Walking at a slow speed on treadmills improves the mobility and gait of Parkinson's sufferers according to new research presented at the 2011 conference of the American Society of Neurology.

Over the years there has been much debate as to the effectiveness of low intensity vs. high intensity exercise and its impact on Parkinson's patients.

"Contrary to evidence suggesting that high-intensity exercise is the most effective, our results suggest that a combination of low-intensity training and stretching-resistance training may achieve the greatest improvements for people with Parkinson's disease," stated Lisa M. Shulman, MD, of the University of Maryland, in a news release. "These results have important implications for how we manage Parkinson's disease, since low-intensity exercise can be done by most people with Parkinson's, and our patients frequently ask what type of exercise they should be doing."

The study , conducted at the Baltimore VA Medical Center, divided Parkinson's patients into three groups. Group One performed high intensity treadmill walking for a period of 30 minutes,Group Two walked on the treadmill at slower speeds for 50 minutes and Group Three participated in weight training and stretching exercises. Study participants exercised three times a week over a three month duration.

Group Two garnered the most benefit in terms of gait and mobility improvement.

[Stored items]

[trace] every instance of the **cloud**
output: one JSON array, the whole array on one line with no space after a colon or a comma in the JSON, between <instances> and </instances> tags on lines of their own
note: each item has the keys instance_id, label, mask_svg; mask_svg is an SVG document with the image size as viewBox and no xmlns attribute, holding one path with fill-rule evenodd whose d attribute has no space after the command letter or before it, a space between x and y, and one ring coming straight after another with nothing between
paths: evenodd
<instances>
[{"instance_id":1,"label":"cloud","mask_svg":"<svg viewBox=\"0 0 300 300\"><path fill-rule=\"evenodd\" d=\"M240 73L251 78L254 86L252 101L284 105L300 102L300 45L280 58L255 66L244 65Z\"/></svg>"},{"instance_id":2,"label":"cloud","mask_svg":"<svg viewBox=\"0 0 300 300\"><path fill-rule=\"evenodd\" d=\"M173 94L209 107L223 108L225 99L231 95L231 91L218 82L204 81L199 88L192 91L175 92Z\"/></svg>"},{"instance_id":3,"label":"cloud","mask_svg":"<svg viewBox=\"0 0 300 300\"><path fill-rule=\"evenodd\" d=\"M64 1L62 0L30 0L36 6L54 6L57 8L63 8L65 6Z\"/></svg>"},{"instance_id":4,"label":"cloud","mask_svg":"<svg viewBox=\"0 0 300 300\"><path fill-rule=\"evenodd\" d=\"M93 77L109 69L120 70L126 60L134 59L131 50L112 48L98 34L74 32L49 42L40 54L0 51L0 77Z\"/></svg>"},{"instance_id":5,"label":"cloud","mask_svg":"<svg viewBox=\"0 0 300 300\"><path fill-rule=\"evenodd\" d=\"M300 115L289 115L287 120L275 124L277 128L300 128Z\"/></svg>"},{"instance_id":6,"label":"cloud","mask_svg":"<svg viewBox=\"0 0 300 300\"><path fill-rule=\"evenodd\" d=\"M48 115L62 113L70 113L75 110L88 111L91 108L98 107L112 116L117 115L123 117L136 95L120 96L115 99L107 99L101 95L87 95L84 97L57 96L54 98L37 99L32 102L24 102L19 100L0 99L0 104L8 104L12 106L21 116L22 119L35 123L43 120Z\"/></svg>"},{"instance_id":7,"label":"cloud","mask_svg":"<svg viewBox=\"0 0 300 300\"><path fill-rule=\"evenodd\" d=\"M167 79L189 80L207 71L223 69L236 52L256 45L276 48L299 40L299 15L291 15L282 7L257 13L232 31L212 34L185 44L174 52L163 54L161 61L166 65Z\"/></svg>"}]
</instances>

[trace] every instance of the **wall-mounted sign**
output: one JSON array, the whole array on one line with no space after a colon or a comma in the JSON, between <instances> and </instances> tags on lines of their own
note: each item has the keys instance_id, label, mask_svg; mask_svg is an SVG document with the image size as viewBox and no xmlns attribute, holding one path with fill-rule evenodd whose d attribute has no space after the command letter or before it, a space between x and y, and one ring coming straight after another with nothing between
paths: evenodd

WORK TO COMPLETE >>
1. Quote the Parkinson's exercise article word for word, from "The study , conducted" up to and including "three month duration.".
2. In the Parkinson's exercise article, where was the study conducted?

ANSWERS >>
1.
The study , conducted at the Baltimore VA Medical Center, divided Parkinson's patients into three groups. Group One performed high intensity treadmill walking for a period of 30 minutes,Group Two walked on the treadmill at slower speeds for 50 minutes and Group Three participated in weight training and stretching exercises. Study participants exercised three times a week over a three month duration.

2. At the Baltimore VA Medical Center.